:: GIVEN REQUEST ::
Convert the rows below into a Markdown table with the columns Number and Line, giving each line its own numbered entry. Skip blank lines and leave the pictures out.

╭─ DATA IN THIS EXERCISE

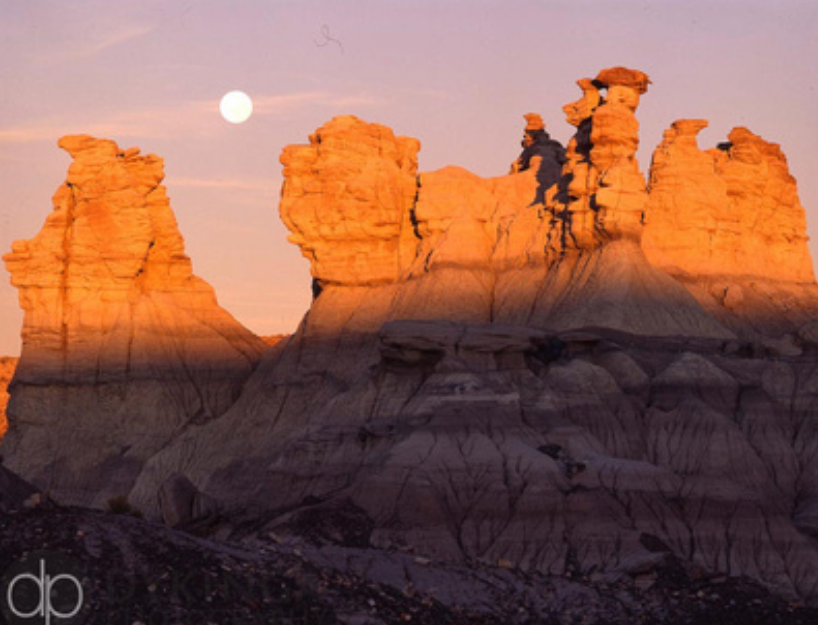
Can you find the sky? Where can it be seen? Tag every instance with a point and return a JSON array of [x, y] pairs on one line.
[[457, 74]]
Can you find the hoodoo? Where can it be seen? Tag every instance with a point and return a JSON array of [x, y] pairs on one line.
[[123, 347], [578, 373]]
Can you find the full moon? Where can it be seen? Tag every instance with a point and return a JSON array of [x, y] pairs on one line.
[[236, 107]]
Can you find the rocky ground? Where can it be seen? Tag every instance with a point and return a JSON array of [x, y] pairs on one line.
[[139, 572]]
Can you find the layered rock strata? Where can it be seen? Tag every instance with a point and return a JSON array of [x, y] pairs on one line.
[[516, 384], [123, 347], [727, 223], [483, 378]]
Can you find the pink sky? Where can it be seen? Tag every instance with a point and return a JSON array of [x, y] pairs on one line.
[[456, 74]]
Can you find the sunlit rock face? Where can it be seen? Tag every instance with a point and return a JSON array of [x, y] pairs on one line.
[[517, 382], [727, 223], [122, 345], [496, 373], [7, 366], [347, 199]]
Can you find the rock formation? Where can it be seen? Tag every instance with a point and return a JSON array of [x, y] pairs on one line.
[[539, 383], [7, 366], [727, 223], [123, 346]]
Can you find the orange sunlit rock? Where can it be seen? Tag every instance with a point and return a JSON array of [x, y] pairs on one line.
[[122, 344], [347, 199], [7, 366], [727, 221]]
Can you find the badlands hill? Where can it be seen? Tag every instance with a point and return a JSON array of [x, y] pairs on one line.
[[7, 367], [569, 371]]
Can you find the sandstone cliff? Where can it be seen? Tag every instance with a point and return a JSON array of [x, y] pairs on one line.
[[123, 346], [524, 383], [501, 374], [727, 223]]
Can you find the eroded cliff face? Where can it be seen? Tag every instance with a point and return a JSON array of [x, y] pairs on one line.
[[727, 223], [492, 372], [122, 345], [521, 383]]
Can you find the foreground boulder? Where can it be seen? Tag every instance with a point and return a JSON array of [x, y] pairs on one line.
[[123, 347]]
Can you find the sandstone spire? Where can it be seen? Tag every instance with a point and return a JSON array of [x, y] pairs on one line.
[[727, 223], [122, 344]]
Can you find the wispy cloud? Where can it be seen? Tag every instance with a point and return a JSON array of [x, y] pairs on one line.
[[109, 40]]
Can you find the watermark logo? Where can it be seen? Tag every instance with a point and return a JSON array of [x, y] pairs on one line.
[[43, 588]]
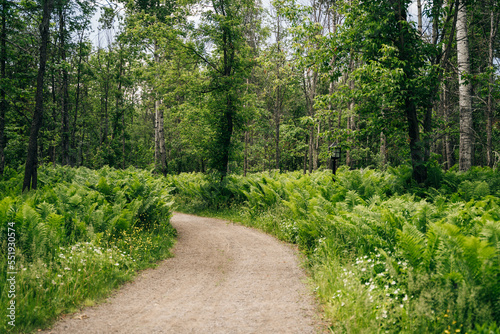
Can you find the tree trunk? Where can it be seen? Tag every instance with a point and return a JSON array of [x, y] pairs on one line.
[[245, 159], [311, 148], [490, 107], [3, 76], [419, 16], [465, 103], [74, 155], [383, 149], [30, 171], [64, 89], [277, 109]]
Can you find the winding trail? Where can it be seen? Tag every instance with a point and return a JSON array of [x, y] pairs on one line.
[[224, 278]]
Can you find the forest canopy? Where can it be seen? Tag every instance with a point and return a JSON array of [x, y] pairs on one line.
[[237, 86]]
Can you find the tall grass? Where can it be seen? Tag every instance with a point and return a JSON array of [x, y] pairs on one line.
[[385, 255], [81, 234]]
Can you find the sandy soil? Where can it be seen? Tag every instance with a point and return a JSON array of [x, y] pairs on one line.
[[224, 278]]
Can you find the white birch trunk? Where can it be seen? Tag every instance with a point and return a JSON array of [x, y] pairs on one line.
[[465, 103]]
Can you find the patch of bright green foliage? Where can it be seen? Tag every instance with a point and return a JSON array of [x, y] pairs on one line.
[[78, 236], [385, 255]]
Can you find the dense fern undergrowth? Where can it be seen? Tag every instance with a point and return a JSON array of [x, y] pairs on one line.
[[78, 236], [385, 256]]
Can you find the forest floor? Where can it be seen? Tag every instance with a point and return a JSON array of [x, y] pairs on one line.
[[223, 278]]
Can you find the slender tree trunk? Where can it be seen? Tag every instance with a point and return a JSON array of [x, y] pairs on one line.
[[419, 16], [383, 149], [52, 127], [64, 89], [316, 147], [30, 171], [74, 151], [465, 103], [311, 148], [277, 116], [3, 76], [160, 150], [490, 107], [447, 120], [245, 159]]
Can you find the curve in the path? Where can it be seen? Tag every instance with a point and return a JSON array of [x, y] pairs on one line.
[[224, 278]]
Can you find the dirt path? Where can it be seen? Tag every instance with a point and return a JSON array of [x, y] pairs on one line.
[[224, 278]]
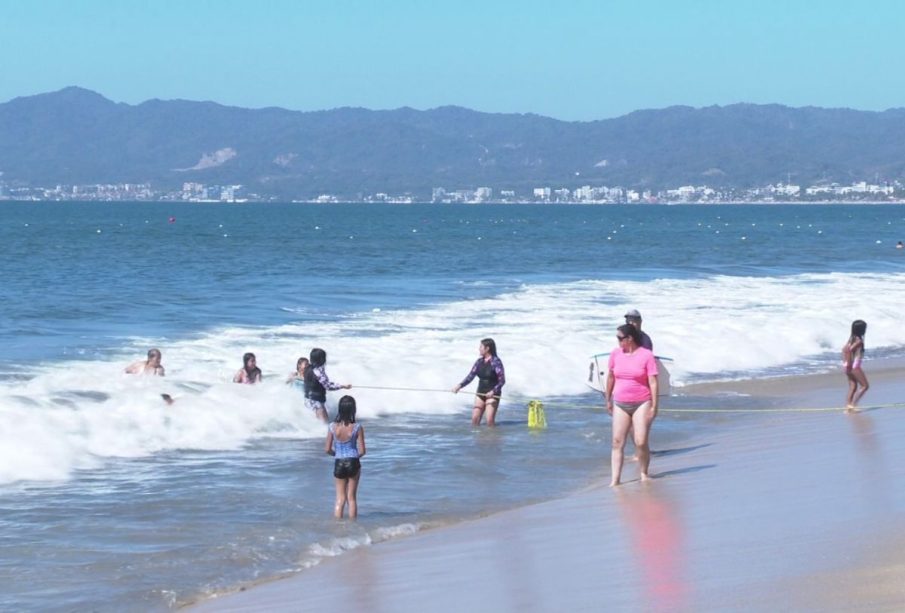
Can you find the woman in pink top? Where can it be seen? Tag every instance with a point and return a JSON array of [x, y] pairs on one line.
[[631, 398]]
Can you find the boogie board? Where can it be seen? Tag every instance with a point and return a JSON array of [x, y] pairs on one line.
[[598, 368]]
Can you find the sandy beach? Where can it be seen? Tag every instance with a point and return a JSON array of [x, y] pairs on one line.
[[757, 512]]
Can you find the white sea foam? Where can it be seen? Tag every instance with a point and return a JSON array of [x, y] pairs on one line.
[[73, 415]]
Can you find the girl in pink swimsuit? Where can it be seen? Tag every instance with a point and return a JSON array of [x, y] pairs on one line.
[[852, 355]]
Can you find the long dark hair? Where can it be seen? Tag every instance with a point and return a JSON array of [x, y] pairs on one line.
[[632, 331], [318, 357], [490, 344], [345, 414], [859, 327], [251, 372]]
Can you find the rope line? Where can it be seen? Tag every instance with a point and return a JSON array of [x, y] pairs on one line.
[[417, 389], [891, 405]]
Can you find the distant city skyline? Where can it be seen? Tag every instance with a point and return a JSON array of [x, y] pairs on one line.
[[579, 60]]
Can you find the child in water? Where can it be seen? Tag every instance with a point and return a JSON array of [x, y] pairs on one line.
[[297, 379], [346, 441], [852, 355]]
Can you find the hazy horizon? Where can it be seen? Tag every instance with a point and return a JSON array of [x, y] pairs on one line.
[[577, 61]]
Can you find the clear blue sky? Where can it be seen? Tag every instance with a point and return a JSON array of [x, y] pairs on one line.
[[569, 59]]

╰─

:: OUTPUT OF THE TASK ::
| Number | Line |
|---|---|
| 1 | Can you find the sky? Where can it be seen? Tag every instance with a point and return a JSON array of [x, y] pairs on one line. |
| 2 | [[457, 74]] |
| 3 | Can you find the hoodoo? Where can it be seen? Tag every instance with a point and return a JSON array of [x, y] pairs on one line. |
| 4 | [[123, 347], [578, 373]] |
| 5 | Can you find the full moon? Where can it be seen? Tag every instance with a point and return a JSON array of [x, y] pairs on one line. |
| 6 | [[236, 107]] |
| 7 | Can you find the rocky ground? Where can it be seen? Tag every instance with a point and return a JSON array of [x, y] pairs on one line. |
| 8 | [[139, 572]] |
| 9 | Can you find the layered rock strata? Where can it be seen? Tag every instance with a point and return a JSON array of [x, y] pairs on one line. |
| 10 | [[516, 384], [123, 347], [727, 223], [483, 378]] |
| 11 | Can you find the pink sky? Where can it be seen? Tag every instance with a point and return a JSON array of [x, y] pairs on one line. |
| 12 | [[456, 74]] |
| 13 | Can you find the sunlit rock face? Where can it be seen? Tag every instance with a point and return a JSON array of [x, y] pairs on one line. |
| 14 | [[517, 382], [727, 223], [122, 345], [496, 373], [7, 366], [347, 199]] |
| 15 | Can you find the rock formation? Where can it be seen? Tag every instance with a point and return a JSON array of [x, y] pairs on one line. |
| 16 | [[539, 383], [7, 366], [727, 223], [123, 346]] |
| 17 | Can you find the orange sunlit rock? Where can it be seen? Tag every instance with a point and return a JSON array of [x, y] pairs on one line. |
| 18 | [[122, 344], [347, 199], [7, 366], [727, 221]] |
| 19 | Can you find the badlands hill? Where can it be seen? Tag every instance with a point and return a JSON array of [x, y] pairs on one line. |
| 20 | [[7, 367], [569, 371]] |
| 21 | Can you find the sandstone cliff? Where can it be seen? Tag every instance with a point and return a JSON array of [x, y] pairs on one line. |
| 22 | [[123, 346], [524, 383], [501, 374], [727, 223]] |
| 23 | Can you find the eroded cliff face? Where can it be seen? Tag every instance with a point and return a JSON array of [x, y] pairs on one line. |
| 24 | [[727, 223], [492, 372], [122, 345], [521, 383]] |
| 25 | Can you find the foreground boulder? Where can it be seen? Tag every instance with a point and return a JSON array of [x, y] pairs on one line. |
| 26 | [[123, 347]] |
| 27 | Can you find the sandstone spire? Where can it be seen? Tag every instance with a point and return a JSON array of [x, y] pairs on one line. |
| 28 | [[727, 223], [122, 344]] |
| 29 | Can you find the wispy cloud? Where can it be seen? Tag every instance with a point and return a JSON array of [x, y] pairs on one line. |
| 30 | [[109, 40]] |
| 31 | Can you find the watermark logo? Where can it be seen? Tag every instance with a point and return a JSON array of [x, y] pairs on one line. |
| 32 | [[43, 588]] |
| 33 | Can you find the tree trunk? Where can it be seen? Tag every instance with a point and return a JSON array of [x, y] pairs on one line. |
| 34 | [[245, 159], [311, 148], [490, 107], [3, 76], [419, 16], [465, 103], [74, 155], [383, 149], [30, 171], [64, 89], [277, 109]] |
| 35 | Can you find the winding trail? Where can it be seen? Tag every instance with a point and return a JSON array of [x, y] pairs on one line. |
| 36 | [[224, 278]] |
| 37 | Can you find the forest canopy? Where can it be seen? Tag every instance with a point and return a JSON array of [x, y] pairs on one line. |
| 38 | [[237, 86]] |
| 39 | Can you find the tall grass? Where can it be seen? Tag every instance with a point and return a JSON array of [x, y] pairs on one line. |
| 40 | [[385, 255], [81, 234]] |
| 41 | Can you find the sandy soil? Where can it be seen? Tag every instance with a point and return a JSON array of [x, y] pairs on one line. |
| 42 | [[224, 278]] |
| 43 | Can you find the white birch trunk? Where can it be seen? Tag every instance with a point and return a JSON array of [x, y] pairs on one line. |
| 44 | [[465, 103]] |
| 45 | Can you find the patch of bright green foliage? Where can it be seen? Tag every instance with a point and return a JSON array of [x, y] pairs on one line. |
| 46 | [[78, 236], [385, 255]] |
| 47 | Can you find the dense fern undergrowth? Where can it be seen? Tag every instance with a point and return a JSON array of [x, y] pairs on one line. |
| 48 | [[78, 236], [385, 256]] |
| 49 | Can you find the forest floor? Where can it be seen? Tag every instance with a point and return a JSON array of [x, y] pairs on one line. |
| 50 | [[223, 278]] |
| 51 | Can you find the slender tree trunk? Where can it be seen? Tag every instance with a point and return a JSON array of [x, y] pairs on one line. |
| 52 | [[419, 16], [383, 149], [52, 127], [64, 89], [316, 147], [30, 171], [74, 151], [465, 103], [311, 148], [277, 116], [3, 76], [160, 150], [490, 107], [447, 120], [245, 159]] |
| 53 | Can you find the curve in the path? Where can it be seen? Tag every instance with a point and return a JSON array of [x, y] pairs on one line. |
| 54 | [[224, 278]] |
| 55 | Can you find the dirt path? Where can it be seen? Tag every instance with a point and return a JSON array of [x, y] pairs on one line. |
| 56 | [[224, 278]] |
| 57 | Can you find the woman in pink top? Where can it be seen? Tag every instance with a point and return a JSON array of [x, y] pairs on one line. |
| 58 | [[631, 398]] |
| 59 | Can you find the boogie board? Where can it be seen? Tag every instance with a point and return a JSON array of [x, y] pairs on one line. |
| 60 | [[598, 368]] |
| 61 | Can you find the sandy beach? Where can it be seen? Tag every instance with a point and return a JSON array of [x, y] pairs on one line. |
| 62 | [[757, 512]] |
| 63 | Can you find the white sea foam? Where can it be seen? Tag every instance with a point and return a JSON array of [x, y] pairs on one line. |
| 64 | [[73, 415]] |
| 65 | Can you find the girl in pink swimsuit? Where can it be seen? Tag every instance with a point and return a JSON array of [x, y] pairs on one line. |
| 66 | [[852, 355]] |
| 67 | Can you find the long dark hair? Where can it be seen? Tag every instance with a point and return a JSON array of [x, y] pairs on one line. |
| 68 | [[632, 331], [318, 357], [490, 344], [345, 414], [859, 327], [251, 372]] |
| 69 | Can you find the rope line? Where can it be seen? Tag every instance with a point and return a JSON array of [x, y] pairs on one line. |
| 70 | [[417, 389], [891, 405]] |
| 71 | Can you find the distant city skyline? Where can it be seen? Tag every instance with a point and return a JSON array of [x, y] pairs on one line. |
| 72 | [[579, 60]] |
| 73 | Can you find the child in water? Where can it be seen? Tag every instance with a point and return a JSON array of [x, y] pairs on one line. |
| 74 | [[297, 379], [346, 441], [852, 355]] |
| 75 | Can you find the hazy horizon? Where can it be seen? Tag every instance with a point and return a JSON array of [x, y] pairs on one line. |
| 76 | [[577, 61]] |
| 77 | Can you find the clear blue sky? Where can it be seen? Tag every instance with a point and return a JSON array of [x, y] pairs on one line. |
| 78 | [[569, 59]] |